[Start RECORDS PROVIDED]
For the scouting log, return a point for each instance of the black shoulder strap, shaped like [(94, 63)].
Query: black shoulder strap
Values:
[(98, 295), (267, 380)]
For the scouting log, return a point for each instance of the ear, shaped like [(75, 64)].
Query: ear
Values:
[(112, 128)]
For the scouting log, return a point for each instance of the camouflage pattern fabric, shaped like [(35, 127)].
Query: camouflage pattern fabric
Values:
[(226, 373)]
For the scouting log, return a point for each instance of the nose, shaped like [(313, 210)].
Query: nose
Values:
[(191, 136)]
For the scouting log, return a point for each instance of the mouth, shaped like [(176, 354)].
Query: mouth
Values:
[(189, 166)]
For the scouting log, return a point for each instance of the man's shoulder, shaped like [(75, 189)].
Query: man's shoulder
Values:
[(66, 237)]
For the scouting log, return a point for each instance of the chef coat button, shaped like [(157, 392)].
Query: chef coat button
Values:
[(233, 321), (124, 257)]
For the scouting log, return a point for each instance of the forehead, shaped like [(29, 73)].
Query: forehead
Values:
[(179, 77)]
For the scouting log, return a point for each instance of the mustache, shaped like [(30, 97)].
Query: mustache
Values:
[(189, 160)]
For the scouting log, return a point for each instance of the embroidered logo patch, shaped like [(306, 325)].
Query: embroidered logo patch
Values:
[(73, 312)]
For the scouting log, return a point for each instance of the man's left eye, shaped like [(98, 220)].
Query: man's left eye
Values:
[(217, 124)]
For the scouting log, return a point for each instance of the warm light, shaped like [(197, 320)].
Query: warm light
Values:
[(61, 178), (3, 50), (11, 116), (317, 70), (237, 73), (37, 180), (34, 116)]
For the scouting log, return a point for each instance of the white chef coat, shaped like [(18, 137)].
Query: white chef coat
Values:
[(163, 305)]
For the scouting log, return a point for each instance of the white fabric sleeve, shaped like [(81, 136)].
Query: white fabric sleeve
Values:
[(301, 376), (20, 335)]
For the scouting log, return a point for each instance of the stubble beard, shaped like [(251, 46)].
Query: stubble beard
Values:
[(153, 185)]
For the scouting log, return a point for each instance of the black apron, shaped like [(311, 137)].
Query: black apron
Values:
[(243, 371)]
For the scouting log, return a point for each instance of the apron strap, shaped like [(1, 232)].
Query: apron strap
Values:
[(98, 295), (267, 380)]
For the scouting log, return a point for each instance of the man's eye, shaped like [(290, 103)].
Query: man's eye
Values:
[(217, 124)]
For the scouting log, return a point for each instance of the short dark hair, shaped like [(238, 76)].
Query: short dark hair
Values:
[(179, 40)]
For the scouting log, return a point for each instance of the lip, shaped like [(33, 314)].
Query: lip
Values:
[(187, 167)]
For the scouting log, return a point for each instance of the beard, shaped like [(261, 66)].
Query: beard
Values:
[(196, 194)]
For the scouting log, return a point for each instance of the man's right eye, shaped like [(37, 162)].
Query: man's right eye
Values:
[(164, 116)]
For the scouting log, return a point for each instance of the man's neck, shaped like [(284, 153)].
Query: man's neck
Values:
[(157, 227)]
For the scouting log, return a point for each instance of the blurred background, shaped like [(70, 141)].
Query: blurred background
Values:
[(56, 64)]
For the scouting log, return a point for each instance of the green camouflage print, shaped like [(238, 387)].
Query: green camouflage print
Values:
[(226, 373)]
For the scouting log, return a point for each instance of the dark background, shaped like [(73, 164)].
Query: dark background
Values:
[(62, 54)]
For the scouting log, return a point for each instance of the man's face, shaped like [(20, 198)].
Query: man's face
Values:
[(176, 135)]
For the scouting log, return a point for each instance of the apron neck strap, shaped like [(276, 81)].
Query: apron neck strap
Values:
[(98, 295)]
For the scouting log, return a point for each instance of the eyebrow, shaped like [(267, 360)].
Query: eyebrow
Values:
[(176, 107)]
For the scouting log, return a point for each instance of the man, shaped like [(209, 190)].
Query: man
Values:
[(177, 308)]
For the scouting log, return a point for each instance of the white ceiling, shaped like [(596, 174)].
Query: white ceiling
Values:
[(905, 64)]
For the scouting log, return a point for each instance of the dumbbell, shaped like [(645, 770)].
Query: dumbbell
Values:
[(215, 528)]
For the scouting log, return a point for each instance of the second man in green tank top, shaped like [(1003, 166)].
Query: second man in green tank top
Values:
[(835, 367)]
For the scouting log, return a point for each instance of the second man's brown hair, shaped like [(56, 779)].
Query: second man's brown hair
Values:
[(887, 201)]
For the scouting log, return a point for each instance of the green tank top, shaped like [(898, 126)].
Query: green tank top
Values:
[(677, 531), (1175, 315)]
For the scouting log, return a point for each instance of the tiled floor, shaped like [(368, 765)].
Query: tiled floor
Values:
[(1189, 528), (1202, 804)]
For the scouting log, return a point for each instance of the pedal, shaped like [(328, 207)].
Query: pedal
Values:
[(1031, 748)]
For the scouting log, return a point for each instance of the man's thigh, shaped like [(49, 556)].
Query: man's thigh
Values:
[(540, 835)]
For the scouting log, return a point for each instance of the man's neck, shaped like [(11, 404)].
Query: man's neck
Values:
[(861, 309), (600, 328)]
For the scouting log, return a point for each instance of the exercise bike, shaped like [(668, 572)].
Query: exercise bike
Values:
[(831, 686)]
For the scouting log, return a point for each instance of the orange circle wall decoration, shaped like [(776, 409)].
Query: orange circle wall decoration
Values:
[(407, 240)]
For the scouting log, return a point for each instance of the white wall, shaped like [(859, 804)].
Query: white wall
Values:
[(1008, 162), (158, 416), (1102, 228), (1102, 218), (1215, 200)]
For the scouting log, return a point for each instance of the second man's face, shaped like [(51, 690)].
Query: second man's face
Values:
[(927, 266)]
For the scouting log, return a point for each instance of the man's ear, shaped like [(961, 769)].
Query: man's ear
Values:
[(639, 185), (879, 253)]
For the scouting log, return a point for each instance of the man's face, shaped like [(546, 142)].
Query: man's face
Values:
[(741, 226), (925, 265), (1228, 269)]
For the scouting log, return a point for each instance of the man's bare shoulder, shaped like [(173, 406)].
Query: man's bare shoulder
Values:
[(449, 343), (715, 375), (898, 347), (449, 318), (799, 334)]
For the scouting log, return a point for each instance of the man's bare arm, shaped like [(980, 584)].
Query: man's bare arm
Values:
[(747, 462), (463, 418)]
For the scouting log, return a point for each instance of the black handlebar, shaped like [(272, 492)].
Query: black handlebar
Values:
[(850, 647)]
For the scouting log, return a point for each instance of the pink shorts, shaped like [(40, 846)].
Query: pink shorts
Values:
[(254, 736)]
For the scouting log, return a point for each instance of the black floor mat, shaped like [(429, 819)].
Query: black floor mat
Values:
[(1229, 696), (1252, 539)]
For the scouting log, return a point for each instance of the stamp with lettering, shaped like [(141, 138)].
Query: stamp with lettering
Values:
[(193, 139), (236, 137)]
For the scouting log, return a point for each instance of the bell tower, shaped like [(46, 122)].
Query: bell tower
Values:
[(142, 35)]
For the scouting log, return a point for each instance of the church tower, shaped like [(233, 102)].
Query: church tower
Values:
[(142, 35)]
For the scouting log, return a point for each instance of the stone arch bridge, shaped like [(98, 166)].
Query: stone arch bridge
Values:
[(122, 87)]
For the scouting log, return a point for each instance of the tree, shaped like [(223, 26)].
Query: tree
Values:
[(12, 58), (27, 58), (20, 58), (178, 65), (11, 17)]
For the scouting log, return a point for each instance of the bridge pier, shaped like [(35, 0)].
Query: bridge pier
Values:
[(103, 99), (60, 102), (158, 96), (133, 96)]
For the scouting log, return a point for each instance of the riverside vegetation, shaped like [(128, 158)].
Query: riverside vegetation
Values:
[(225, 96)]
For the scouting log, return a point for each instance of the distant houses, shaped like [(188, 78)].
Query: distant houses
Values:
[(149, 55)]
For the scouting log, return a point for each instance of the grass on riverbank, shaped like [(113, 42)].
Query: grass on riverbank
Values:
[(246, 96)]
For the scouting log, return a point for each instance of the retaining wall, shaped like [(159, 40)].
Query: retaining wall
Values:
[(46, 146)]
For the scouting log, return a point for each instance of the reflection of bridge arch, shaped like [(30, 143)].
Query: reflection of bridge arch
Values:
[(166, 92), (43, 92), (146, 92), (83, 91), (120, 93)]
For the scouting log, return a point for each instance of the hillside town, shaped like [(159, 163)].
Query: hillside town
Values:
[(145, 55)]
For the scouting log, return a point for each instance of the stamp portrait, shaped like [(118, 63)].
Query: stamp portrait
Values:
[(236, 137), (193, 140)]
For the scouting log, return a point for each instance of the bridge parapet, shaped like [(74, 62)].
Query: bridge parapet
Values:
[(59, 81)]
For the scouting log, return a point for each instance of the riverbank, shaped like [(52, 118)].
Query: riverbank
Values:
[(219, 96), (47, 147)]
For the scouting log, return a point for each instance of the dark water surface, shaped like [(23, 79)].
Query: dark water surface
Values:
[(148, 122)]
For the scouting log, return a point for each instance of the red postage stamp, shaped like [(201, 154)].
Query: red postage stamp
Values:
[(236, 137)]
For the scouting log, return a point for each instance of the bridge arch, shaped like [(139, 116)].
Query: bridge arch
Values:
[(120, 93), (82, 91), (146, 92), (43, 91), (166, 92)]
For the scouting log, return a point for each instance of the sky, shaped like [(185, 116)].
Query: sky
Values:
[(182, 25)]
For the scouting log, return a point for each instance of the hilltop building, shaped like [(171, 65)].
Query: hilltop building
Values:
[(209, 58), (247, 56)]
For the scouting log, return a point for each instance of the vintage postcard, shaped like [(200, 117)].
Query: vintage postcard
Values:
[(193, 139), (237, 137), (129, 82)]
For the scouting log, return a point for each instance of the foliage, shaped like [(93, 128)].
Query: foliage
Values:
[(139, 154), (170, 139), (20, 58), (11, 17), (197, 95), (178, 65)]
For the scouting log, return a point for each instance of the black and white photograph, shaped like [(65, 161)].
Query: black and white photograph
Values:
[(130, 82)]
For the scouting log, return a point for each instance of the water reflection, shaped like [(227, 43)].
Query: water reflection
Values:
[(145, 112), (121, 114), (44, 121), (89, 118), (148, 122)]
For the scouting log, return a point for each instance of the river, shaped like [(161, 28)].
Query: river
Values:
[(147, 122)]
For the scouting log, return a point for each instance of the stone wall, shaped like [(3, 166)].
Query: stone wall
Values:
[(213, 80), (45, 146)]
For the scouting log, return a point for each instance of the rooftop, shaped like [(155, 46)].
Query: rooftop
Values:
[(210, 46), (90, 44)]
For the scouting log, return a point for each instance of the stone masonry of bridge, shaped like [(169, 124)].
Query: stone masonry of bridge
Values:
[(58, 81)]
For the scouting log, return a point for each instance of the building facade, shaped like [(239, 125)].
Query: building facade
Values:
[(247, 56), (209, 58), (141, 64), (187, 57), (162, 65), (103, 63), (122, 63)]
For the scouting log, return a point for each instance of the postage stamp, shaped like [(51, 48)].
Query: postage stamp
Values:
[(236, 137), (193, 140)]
[End RECORDS PROVIDED]
**WHAT THE EXERCISE ASKS**:
Copy out the items above word for word, starting at the line that contains "like [(898, 126)]." and ending at the line that contains "[(639, 185), (879, 253)]", with both of those lines included.

**EXERCISE RESULT**:
For the scouting log, return a point for each instance of the green tank top, shaped like [(898, 126)].
Query: green tank top
Values:
[(677, 531), (1175, 315)]
For the scouting log, return a point for each instance of the tiled floor, shaped like [(368, 765)].
Query: tiled floor
Values:
[(1189, 528), (1202, 804)]
For the scouting log, return a point for each instance of the pedal, shaped like [(328, 207)].
Query: pedal
Values:
[(1031, 748)]
For the scouting log, return a point for each instance of the man's thigh, shaped like [(49, 556)].
Query: man's thigh
Values:
[(540, 835)]
For the scouting log, return a point for each instance of the man's neck, shaped like [(11, 404)].
Query: man's neck
Values:
[(861, 309), (600, 328)]
For the scouting log, return a point for each instance of the exercise bike, shaped like [(668, 572)].
Query: exercise bike
Values:
[(831, 686)]
For the scouting log, return a point for each instance of the orange circle wall decoration, shaped like [(776, 409)].
Query: orange circle wall decoration
Values:
[(407, 240)]
For the scouting log, return a point for each instance of the white wall, shaped like [(859, 804)].
Query: white wall
Values:
[(1008, 162), (158, 416), (1102, 228), (1102, 218), (1215, 200)]
For the scouting log, return a point for each instance of the second man's face, shaped like [(51, 690)].
Query: second man's face
Values:
[(927, 266)]
For the scouting log, return a point for each instance of the man's ear, shaped like [(961, 769)].
Query: man's ear
Values:
[(639, 185), (879, 253)]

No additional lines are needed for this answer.